Listed records:
++++++++++++++++++++
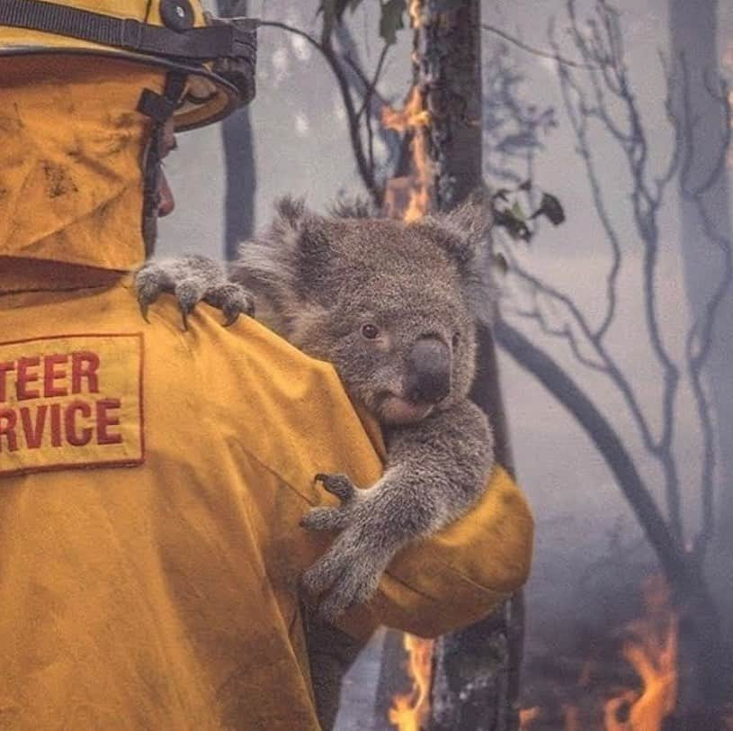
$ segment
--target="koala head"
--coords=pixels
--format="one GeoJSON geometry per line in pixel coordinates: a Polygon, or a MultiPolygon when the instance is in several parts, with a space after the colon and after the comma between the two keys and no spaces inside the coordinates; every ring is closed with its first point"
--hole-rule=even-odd
{"type": "Polygon", "coordinates": [[[476,324],[493,301],[485,206],[415,223],[320,216],[290,199],[277,211],[237,262],[266,324],[331,362],[382,423],[414,422],[467,396],[476,324]]]}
++++++++++++++++++++
Stated goal: Retype the data above exactly as it appears, leaving out the picture.

Task solution:
$ segment
--target="koala head"
--coords=pixels
--format="one GeoJSON geometry per line in pixel coordinates: a Polygon, or a MultiPolygon when the instance is in several parts, with a space after the colon and after the comma between the two keys and no spaces inside the coordinates; every ring is closed with its first point"
--hole-rule=even-odd
{"type": "Polygon", "coordinates": [[[476,324],[493,301],[485,206],[415,223],[320,216],[290,199],[277,211],[237,262],[266,324],[331,362],[382,423],[414,422],[467,396],[476,324]]]}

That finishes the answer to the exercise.